Наивные, сентиментальные излияния, типичные для просвещенного молодого человека 1770-х годов. Судя по этому и некоторым другим документам, наследник не склонен к цинизму и таким образом уже бросает известный вызов весьма развращенному екатерининскому двору.

Родившийся 20 сентября 1754 года сын Петра III и Екатерины II, казалось бы, имел немало прав занять со временем российский престол: как правнук Петра Великого, как мужской представитель династии в противовес частому «женскому правлению»; однако закон о престолонаследии, принятый Петром I, позволял царствующему назначить наследника по своему выбору. Задуманный как усиление прав самодержца, этот принцип в русском политическом контексте XVIII века обратился в свою противоположность, увеличил шансы разных претендентов на престол и обострил борьбу за власть. Одним из элементов той борьбы была разнообразная дискредитация конкурентов, распространение компрометирующих «династических слухов». Еще в раннем детстве Павел Петрович многое увидел и еще более – услышал.

Задание:
Процитируйте отрывок о Павле Петровиче от слов «Наивные, сентиментальные излияния, типичные» до слов «развращенному екатерининскому двору.» включительно.

Исходные данные:
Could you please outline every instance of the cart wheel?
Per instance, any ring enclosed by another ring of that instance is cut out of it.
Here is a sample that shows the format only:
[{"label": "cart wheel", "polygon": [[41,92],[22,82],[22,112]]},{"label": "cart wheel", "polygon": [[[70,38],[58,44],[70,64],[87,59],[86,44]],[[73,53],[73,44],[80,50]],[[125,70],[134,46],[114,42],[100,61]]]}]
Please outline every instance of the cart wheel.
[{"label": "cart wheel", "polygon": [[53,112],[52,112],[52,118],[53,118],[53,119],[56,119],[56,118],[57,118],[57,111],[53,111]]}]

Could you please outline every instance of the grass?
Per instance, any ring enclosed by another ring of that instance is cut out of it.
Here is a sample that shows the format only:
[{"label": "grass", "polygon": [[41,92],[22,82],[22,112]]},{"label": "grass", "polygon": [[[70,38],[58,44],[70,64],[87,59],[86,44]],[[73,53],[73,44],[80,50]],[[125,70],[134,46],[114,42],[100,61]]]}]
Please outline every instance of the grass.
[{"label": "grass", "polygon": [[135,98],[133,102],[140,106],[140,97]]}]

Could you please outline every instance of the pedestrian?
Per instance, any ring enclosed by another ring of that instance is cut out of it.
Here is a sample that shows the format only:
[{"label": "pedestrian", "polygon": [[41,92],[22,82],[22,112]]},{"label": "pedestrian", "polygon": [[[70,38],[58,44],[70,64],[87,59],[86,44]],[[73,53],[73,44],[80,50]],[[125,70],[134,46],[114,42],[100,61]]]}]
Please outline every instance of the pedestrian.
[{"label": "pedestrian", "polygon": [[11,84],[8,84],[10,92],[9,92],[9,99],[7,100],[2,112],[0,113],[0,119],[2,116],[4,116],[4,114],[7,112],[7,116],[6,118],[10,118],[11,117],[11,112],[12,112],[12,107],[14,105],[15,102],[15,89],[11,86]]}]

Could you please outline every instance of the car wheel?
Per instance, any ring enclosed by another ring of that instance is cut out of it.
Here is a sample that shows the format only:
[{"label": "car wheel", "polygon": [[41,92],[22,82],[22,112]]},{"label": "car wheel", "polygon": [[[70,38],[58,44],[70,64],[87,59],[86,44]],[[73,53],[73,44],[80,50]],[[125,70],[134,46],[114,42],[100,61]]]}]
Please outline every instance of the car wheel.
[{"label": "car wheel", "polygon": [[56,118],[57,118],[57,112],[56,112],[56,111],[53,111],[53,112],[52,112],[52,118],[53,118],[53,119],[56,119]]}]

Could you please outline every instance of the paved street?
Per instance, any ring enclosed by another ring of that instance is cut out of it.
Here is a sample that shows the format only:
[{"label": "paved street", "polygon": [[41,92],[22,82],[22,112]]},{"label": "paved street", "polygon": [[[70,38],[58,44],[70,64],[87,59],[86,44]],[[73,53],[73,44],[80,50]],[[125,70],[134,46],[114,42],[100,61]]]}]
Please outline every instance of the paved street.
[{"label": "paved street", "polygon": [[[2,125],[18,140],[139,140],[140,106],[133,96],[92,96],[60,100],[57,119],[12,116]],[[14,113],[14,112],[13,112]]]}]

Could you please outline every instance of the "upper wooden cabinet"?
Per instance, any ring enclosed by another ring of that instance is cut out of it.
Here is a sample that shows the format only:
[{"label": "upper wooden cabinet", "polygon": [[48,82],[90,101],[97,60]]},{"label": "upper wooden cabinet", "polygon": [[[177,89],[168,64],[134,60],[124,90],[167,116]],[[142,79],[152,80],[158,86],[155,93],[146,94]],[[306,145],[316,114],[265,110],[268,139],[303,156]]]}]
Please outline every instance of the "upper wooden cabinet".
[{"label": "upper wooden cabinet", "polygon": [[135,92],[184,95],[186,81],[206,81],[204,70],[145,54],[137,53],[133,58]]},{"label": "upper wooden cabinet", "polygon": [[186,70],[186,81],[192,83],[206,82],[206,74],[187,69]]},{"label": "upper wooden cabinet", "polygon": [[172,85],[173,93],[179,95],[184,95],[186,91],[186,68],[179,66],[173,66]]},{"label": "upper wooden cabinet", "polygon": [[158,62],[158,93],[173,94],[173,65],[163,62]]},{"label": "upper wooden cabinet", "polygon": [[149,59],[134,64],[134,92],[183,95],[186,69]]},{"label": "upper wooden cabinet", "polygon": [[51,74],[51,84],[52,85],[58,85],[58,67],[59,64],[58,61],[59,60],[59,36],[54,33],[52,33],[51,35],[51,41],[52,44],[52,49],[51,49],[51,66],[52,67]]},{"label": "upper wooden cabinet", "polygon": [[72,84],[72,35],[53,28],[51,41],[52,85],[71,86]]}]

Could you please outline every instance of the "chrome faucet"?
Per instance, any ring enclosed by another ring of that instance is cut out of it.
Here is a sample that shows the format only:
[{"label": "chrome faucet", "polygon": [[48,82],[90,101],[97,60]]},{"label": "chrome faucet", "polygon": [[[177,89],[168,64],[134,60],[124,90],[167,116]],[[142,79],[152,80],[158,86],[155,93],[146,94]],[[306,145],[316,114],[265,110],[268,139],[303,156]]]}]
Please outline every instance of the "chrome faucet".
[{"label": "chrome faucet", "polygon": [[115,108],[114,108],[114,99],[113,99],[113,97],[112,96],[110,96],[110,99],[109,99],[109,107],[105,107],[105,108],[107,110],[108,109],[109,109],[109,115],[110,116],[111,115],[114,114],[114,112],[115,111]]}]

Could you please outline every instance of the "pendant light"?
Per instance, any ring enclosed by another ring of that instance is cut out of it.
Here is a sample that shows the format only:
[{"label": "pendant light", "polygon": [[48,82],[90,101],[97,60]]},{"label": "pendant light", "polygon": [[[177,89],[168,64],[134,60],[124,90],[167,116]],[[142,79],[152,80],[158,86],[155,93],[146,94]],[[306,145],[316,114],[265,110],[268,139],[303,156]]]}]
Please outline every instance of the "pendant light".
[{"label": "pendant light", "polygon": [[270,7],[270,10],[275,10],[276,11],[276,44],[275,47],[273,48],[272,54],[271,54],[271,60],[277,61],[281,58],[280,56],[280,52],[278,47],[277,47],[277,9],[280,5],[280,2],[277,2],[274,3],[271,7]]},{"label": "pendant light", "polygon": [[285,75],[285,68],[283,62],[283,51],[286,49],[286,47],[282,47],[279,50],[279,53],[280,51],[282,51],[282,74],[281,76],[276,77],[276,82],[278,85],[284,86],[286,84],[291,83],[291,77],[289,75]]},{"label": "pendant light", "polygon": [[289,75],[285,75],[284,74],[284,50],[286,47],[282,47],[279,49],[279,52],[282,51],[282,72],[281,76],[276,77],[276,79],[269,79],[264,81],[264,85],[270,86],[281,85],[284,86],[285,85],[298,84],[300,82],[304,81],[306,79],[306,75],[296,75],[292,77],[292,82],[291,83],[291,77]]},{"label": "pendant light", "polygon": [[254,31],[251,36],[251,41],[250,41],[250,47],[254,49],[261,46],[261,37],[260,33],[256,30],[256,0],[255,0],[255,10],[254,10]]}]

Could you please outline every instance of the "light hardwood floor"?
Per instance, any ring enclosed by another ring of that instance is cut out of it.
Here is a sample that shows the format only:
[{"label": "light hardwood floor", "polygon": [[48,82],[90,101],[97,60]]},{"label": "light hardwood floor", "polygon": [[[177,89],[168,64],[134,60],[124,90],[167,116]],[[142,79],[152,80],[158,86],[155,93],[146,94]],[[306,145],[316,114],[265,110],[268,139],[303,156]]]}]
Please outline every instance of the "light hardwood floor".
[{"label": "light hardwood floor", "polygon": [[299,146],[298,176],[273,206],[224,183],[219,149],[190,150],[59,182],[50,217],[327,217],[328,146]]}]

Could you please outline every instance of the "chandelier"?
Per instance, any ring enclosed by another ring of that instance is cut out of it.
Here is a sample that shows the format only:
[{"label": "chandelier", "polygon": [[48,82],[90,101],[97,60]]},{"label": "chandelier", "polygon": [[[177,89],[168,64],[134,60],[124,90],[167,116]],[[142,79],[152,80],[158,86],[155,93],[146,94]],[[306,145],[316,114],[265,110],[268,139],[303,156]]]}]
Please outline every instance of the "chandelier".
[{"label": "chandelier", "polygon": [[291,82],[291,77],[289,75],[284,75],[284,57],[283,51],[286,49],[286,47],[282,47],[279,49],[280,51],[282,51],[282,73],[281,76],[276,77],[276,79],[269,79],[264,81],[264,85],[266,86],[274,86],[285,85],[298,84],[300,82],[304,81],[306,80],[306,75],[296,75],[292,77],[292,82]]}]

Ответ:
Наивные, сентиментальные излияния, типичные для просвещенного молодого человека 1770-х годов. Судя по этому и некоторым другим документам, наследник не склонен к цинизму и таким образом уже бросает известный вызов весьма развращенному екатерининскому двору.